====== Records for this task

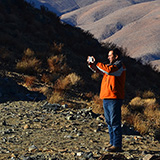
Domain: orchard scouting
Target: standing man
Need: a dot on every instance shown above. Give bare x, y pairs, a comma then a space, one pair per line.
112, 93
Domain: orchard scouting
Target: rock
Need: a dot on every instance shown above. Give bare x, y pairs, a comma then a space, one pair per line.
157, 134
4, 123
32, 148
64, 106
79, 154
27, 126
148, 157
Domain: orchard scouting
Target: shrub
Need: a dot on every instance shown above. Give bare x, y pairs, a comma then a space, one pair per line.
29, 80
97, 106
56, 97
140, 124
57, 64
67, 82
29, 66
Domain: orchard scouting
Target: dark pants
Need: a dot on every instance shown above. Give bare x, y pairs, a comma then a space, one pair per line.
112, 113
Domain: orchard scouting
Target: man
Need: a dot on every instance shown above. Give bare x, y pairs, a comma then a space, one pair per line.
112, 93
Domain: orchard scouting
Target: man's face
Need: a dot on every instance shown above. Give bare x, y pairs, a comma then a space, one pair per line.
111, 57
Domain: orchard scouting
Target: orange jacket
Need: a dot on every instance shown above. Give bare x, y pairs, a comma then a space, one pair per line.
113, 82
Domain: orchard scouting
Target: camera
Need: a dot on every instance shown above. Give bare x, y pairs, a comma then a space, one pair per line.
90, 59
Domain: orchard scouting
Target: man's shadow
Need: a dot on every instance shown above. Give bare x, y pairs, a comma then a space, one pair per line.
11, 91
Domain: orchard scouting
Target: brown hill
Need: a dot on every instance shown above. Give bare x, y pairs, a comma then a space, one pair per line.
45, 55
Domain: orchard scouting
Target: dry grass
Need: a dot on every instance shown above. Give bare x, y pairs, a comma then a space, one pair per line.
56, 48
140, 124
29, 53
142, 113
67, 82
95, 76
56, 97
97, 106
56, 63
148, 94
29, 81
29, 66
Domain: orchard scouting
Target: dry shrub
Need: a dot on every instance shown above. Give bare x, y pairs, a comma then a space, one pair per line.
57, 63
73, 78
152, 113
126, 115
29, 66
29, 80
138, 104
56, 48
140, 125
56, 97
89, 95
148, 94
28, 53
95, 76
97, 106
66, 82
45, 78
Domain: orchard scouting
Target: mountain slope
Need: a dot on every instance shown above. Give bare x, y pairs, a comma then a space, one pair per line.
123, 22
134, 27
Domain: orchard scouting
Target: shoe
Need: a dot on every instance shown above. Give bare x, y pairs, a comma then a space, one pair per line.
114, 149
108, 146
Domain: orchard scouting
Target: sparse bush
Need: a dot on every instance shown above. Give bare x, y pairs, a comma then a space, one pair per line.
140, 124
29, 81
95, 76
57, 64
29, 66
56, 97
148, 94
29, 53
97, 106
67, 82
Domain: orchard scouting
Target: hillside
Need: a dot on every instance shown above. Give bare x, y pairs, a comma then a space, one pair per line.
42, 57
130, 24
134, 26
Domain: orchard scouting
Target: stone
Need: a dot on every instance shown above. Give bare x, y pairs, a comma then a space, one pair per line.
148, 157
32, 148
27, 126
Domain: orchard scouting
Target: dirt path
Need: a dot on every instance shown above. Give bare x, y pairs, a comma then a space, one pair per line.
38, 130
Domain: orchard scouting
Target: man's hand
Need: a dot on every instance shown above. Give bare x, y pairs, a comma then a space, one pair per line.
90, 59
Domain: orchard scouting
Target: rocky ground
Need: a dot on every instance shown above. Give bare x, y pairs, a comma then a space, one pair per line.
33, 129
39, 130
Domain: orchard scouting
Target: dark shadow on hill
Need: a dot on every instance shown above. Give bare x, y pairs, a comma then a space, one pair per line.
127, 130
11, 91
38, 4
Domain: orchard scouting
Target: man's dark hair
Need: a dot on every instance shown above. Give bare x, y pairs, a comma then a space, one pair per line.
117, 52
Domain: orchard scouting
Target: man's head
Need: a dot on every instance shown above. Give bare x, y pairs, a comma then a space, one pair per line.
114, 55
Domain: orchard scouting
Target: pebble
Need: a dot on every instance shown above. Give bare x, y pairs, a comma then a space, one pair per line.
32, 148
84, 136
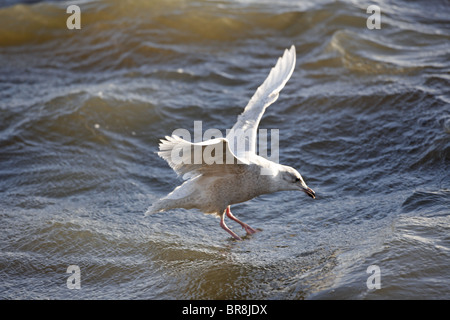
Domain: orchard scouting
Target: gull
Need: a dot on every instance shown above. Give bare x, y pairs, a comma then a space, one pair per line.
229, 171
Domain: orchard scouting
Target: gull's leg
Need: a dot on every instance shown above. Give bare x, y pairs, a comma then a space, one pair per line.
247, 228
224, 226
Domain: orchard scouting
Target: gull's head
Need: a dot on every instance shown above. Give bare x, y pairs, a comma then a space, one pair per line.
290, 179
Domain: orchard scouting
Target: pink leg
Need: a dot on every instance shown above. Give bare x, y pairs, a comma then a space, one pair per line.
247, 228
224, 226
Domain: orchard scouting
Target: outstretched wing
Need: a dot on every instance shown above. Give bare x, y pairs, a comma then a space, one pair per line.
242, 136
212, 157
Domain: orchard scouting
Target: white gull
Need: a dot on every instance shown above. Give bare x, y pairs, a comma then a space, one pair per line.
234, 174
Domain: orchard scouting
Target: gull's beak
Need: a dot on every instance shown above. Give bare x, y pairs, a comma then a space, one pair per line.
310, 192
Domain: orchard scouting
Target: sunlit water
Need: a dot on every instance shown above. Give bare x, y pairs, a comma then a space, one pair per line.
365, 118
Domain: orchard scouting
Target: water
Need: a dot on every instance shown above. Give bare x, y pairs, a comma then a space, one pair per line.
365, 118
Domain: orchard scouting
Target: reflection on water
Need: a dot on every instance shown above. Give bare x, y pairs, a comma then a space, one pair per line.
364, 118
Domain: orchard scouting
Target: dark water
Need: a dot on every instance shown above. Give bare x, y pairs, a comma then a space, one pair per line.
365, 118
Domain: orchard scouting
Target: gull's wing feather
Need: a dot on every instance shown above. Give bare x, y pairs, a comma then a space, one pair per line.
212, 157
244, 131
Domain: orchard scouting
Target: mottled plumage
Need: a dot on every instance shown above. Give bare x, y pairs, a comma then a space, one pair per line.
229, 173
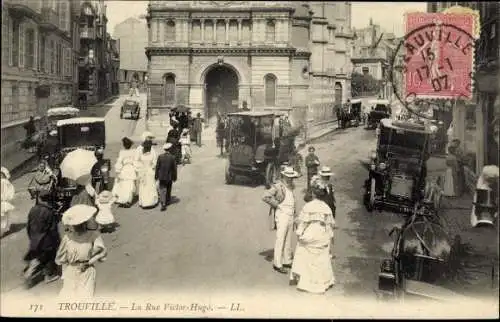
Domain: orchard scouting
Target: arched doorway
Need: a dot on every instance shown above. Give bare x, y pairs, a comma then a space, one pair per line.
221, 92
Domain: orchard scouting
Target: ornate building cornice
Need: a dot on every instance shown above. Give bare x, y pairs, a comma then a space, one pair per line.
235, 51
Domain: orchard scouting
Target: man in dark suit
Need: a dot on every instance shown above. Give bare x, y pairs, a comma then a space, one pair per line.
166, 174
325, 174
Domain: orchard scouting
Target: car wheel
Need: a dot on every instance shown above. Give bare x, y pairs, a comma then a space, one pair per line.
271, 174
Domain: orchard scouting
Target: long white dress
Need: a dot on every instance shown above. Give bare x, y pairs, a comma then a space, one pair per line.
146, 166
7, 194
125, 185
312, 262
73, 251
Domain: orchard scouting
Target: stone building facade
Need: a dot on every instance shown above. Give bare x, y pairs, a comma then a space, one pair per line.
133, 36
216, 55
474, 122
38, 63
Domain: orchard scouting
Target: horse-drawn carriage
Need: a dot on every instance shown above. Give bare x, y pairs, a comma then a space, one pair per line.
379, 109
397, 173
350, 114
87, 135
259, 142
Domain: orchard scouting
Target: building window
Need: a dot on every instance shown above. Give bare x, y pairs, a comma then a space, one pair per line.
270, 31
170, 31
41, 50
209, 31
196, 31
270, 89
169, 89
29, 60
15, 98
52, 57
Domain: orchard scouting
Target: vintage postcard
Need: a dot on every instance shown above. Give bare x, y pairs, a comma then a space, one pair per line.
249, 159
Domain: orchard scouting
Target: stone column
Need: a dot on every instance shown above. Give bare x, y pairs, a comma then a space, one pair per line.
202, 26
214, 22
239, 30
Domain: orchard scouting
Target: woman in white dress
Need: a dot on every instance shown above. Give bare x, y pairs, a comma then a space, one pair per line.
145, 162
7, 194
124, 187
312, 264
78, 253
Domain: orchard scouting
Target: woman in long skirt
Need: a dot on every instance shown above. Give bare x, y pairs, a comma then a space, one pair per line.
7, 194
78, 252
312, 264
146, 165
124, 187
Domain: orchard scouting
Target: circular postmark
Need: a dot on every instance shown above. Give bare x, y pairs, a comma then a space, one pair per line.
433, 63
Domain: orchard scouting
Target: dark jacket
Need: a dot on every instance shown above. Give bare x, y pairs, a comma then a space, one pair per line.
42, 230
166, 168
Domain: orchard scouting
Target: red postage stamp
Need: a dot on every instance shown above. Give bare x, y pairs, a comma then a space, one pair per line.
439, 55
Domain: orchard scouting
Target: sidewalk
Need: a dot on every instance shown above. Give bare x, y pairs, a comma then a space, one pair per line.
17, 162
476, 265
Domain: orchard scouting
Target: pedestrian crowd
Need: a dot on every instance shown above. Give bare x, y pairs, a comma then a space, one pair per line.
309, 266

============

■ Exercise details ■
Pick out every line in the listing that contains the string "long". Copy each of those lines.

■ Task result ■
Target: long white dress
Target: woman in long skirt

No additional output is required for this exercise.